---------- INPUT DATA

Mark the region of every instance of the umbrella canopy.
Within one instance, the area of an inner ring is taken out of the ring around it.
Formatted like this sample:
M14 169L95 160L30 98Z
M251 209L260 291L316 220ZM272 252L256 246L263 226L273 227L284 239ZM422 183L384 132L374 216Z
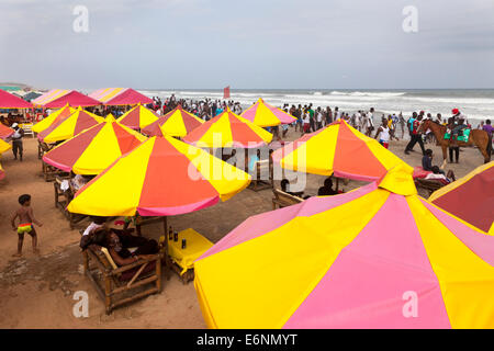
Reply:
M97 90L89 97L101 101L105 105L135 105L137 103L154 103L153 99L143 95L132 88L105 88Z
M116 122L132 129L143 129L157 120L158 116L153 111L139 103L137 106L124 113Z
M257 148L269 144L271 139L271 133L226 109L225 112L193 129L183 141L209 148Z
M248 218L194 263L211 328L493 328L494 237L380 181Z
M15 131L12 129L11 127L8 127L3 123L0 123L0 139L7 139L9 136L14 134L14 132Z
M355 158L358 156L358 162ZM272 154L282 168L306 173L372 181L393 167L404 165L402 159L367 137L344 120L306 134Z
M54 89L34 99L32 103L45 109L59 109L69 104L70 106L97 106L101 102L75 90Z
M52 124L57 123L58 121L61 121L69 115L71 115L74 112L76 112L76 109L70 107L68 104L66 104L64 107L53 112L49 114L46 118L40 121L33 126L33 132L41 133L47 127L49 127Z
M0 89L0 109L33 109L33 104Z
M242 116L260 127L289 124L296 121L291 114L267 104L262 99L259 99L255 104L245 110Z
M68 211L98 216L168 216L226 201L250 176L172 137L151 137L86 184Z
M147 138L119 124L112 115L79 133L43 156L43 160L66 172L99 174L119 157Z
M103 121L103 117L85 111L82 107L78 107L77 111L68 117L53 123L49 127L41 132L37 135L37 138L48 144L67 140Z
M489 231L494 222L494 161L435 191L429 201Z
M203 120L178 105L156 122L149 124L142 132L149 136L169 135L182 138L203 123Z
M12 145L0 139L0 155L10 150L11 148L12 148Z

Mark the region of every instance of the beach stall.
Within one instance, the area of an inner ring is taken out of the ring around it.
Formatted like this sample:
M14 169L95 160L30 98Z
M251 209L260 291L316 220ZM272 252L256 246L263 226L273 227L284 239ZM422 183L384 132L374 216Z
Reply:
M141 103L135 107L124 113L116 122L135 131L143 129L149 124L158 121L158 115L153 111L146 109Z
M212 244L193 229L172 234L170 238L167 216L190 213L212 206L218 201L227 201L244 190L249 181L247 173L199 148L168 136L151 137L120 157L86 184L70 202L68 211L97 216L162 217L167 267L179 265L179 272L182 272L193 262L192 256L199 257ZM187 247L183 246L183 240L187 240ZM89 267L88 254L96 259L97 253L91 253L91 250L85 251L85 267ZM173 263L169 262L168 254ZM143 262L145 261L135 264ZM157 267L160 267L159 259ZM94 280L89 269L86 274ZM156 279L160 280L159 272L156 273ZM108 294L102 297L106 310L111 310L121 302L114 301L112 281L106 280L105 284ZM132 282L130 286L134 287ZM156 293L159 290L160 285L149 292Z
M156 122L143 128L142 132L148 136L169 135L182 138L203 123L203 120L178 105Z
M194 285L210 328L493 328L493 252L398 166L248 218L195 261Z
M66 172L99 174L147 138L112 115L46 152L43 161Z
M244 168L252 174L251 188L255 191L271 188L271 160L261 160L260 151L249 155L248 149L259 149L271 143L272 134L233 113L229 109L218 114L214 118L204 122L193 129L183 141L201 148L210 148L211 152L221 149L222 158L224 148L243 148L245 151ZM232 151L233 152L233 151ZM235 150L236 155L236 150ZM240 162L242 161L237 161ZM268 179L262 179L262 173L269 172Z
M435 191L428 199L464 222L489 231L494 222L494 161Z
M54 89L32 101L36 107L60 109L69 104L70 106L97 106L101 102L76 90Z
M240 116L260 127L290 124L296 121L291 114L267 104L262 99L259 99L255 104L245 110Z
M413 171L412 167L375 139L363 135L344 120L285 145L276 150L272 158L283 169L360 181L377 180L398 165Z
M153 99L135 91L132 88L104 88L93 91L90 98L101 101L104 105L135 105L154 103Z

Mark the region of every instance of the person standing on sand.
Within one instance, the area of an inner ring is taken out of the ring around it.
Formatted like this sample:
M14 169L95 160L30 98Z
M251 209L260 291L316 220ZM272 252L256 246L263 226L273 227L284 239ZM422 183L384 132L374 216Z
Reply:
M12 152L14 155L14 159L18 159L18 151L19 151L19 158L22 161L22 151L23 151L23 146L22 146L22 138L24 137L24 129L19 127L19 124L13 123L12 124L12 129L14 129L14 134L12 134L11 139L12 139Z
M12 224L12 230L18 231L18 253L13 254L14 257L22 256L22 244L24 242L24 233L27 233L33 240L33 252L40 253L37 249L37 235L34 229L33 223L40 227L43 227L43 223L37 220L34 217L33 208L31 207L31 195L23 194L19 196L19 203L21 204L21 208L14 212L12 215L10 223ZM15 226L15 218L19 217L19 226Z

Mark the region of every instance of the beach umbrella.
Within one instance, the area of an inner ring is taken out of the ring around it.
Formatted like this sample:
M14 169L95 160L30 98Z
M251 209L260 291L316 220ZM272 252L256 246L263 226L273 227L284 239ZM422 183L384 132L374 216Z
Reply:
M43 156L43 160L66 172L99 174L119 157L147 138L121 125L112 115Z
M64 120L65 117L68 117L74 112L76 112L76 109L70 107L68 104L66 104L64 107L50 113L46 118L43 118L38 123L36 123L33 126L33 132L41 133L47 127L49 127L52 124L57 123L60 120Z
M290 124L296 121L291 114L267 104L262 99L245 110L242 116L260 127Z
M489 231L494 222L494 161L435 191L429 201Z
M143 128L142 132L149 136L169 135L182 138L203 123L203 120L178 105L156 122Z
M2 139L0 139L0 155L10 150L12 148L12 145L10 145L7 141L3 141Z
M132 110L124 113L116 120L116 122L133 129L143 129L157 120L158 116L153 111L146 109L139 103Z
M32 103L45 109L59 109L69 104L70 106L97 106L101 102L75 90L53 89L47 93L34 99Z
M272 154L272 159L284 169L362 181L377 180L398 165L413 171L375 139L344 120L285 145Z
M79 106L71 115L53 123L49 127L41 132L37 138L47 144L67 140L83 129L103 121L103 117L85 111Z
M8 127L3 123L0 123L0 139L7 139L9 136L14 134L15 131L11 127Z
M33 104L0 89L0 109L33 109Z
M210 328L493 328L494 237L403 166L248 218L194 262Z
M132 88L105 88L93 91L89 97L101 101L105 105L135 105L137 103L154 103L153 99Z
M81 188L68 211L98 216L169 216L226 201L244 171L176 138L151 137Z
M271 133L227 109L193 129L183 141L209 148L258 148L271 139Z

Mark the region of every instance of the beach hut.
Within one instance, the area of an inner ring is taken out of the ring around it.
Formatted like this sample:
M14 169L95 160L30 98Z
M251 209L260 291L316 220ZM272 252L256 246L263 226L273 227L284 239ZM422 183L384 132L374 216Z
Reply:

--------------------

_THE EXERCISE:_
Return all of the rows above word for word, leaving out the pictures.

_RESULT:_
Mark the region of every instance of the umbrella canopy.
Within one instance, the area of an inner ring is taken out of the ring around it.
Formatted like this sample:
M14 169L95 160L30 98Z
M251 209L260 291L316 220ZM272 252L256 246L263 226L273 227L284 239ZM422 183L384 132L374 216Z
Reply:
M97 90L89 97L101 101L105 105L135 105L137 103L154 103L153 99L143 95L132 88L105 88Z
M116 122L132 129L143 129L157 120L158 116L153 111L139 103L137 106L124 113Z
M257 148L269 144L271 139L271 133L226 109L225 112L193 129L183 141L209 148Z
M248 218L194 263L211 328L493 328L494 237L380 181Z
M15 131L12 129L11 127L8 127L3 123L0 123L0 139L7 139L9 136L14 134L14 132Z
M355 158L358 156L358 162ZM272 154L282 168L306 173L372 181L393 167L404 165L402 159L367 137L344 120L306 134Z
M54 89L34 99L32 103L45 109L59 109L69 104L70 106L97 106L101 102L75 90Z
M52 124L57 123L58 121L61 121L69 115L71 115L74 112L76 112L76 109L70 107L68 104L66 104L64 107L53 112L49 114L46 118L40 121L33 126L33 132L41 133L47 127L49 127Z
M0 89L0 109L33 109L33 104Z
M242 116L260 127L289 124L296 121L291 114L267 104L262 99L259 99L255 104L245 110Z
M68 211L98 216L168 216L226 201L250 176L172 137L151 137L86 184Z
M147 138L119 124L112 115L79 133L43 156L43 160L66 172L99 174L119 157Z
M103 121L103 117L85 111L82 107L78 107L77 111L68 117L53 123L49 127L41 132L37 135L37 138L48 144L67 140Z
M489 231L494 222L494 161L435 191L429 201Z
M203 120L178 105L156 122L149 124L142 132L149 136L169 135L182 138L203 123Z
M12 145L0 139L0 155L10 150L11 148L12 148Z

Mark the region of every instance of the beach stall.
Within one instance, the area of an inner ring is taken out of the ring around it.
Formatted like this sample:
M14 169L95 160L30 98Z
M251 209L260 291L316 220ZM272 252L256 246L263 226L273 227L284 239ZM422 183L384 132L374 216Z
Reply:
M141 103L135 107L124 113L116 122L135 131L143 129L149 124L158 121L158 115L153 111L146 109Z
M212 244L193 229L172 234L170 238L167 216L190 213L212 206L218 201L227 201L244 190L249 181L247 173L199 148L168 136L151 137L120 157L86 184L70 202L68 211L97 216L162 217L167 267L179 265L179 272L182 272L193 262L192 256L199 257ZM187 247L183 246L183 240L187 240ZM89 267L88 254L96 259L97 253L91 253L91 250L85 251L85 267ZM173 263L169 262L168 254ZM143 262L145 261L135 264ZM157 267L160 267L159 259ZM94 280L89 269L86 274ZM156 279L160 280L159 272L156 273ZM108 294L102 297L106 310L111 310L121 302L114 301L112 281L106 280L105 284ZM132 282L130 286L134 287ZM156 293L159 290L160 285L149 292Z
M156 122L143 128L142 132L148 136L169 135L182 138L203 123L203 120L178 105Z
M194 285L210 328L493 328L493 252L398 166L248 218L195 261Z
M66 172L99 174L147 138L112 115L46 152L43 161Z
M244 168L252 174L251 188L255 191L271 188L271 160L261 160L260 151L249 155L248 149L259 149L271 143L272 134L233 113L229 109L218 114L214 118L204 122L193 129L183 141L201 148L210 148L211 152L221 149L222 158L224 148L243 148L245 151ZM232 151L233 152L233 151ZM235 150L236 155L236 150ZM240 162L242 161L237 161ZM268 179L262 179L262 173L269 172Z
M435 191L428 199L464 222L489 231L494 222L494 161Z
M54 89L32 101L36 107L60 109L69 104L70 106L97 106L101 102L76 90Z
M240 116L260 127L290 124L296 121L291 114L267 104L262 99L259 99L255 104L245 110Z
M413 171L412 167L375 139L363 135L344 120L285 145L276 150L272 158L283 169L360 181L377 180L398 165Z
M153 99L135 91L132 88L104 88L93 91L90 98L101 101L104 105L135 105L154 103Z

Mark the region of every instance of the person standing on sand.
Within one instance, the area of an inner ring is taken out of the ring around it.
Formatted like this sample:
M14 169L95 160L30 98Z
M251 209L260 291L316 220ZM272 252L256 246L263 226L273 227L284 239ZM422 183L384 132L374 216Z
Reply:
M12 152L14 155L14 159L18 159L18 151L19 151L19 158L22 161L22 151L23 151L23 146L22 146L22 138L24 137L24 129L19 127L19 124L13 123L12 124L12 129L14 129L14 134L12 134L11 139L12 139Z
M12 224L12 230L18 231L18 253L13 254L14 257L22 256L22 244L24 242L24 233L27 233L33 240L33 252L40 253L37 249L37 235L34 229L33 223L40 227L43 227L43 223L37 220L34 217L33 208L31 207L31 195L23 194L19 196L19 203L21 204L21 208L14 212L12 215L10 223ZM15 226L15 218L19 217L19 226Z

Mark the region of every instance of the beach umbrella.
Within one instance, the area of an inner ring is taken out of the ring around it.
Formatted like this sample:
M14 169L95 160L30 98Z
M251 209L260 291L316 220ZM272 252L256 246L263 226L273 227L284 239ZM422 183L384 132L374 216Z
Reply:
M43 156L43 160L66 172L99 174L119 157L147 138L121 125L112 115Z
M64 120L65 117L68 117L74 112L76 112L76 109L70 107L68 104L66 104L64 107L50 113L46 118L43 118L38 123L36 123L33 126L33 132L41 133L47 127L49 127L52 124L57 123L60 120Z
M290 124L296 121L291 114L267 104L262 99L245 110L242 116L260 127Z
M489 231L494 222L494 161L435 191L429 201Z
M143 128L142 132L149 136L169 135L182 138L203 123L203 120L178 105L156 122Z
M2 139L0 139L0 155L10 150L12 148L12 145L10 145L7 141L3 141Z
M132 110L124 113L116 120L116 122L133 129L143 129L157 120L158 116L153 111L146 109L139 103Z
M32 103L45 109L59 109L69 104L70 106L97 106L101 102L75 90L53 89L47 93L34 99Z
M272 154L272 159L284 169L362 181L377 180L398 165L413 171L375 139L344 120L285 145Z
M79 106L71 115L53 123L49 127L41 132L37 138L47 144L67 140L83 129L103 121L103 117L85 111Z
M8 127L3 123L0 123L0 139L7 139L9 136L14 134L15 131L11 127Z
M33 104L0 89L0 109L33 109Z
M210 328L493 328L494 237L403 166L248 218L194 262Z
M132 88L105 88L93 91L89 97L101 101L105 105L135 105L137 103L154 103L153 99Z
M81 188L68 211L98 216L169 216L226 201L244 171L176 138L151 137Z
M271 133L227 109L193 129L183 141L209 148L258 148L271 139Z

Mark the region of every instance of the beach hut.
Within one instance, the area of an inner ring is taken out of the ring around it.
Formatted like this sample:
M14 169L95 160L30 98Z
M251 209L260 291L316 220ZM272 252L256 246L263 226L273 227L284 239ZM422 183L384 132L374 216Z
Reply:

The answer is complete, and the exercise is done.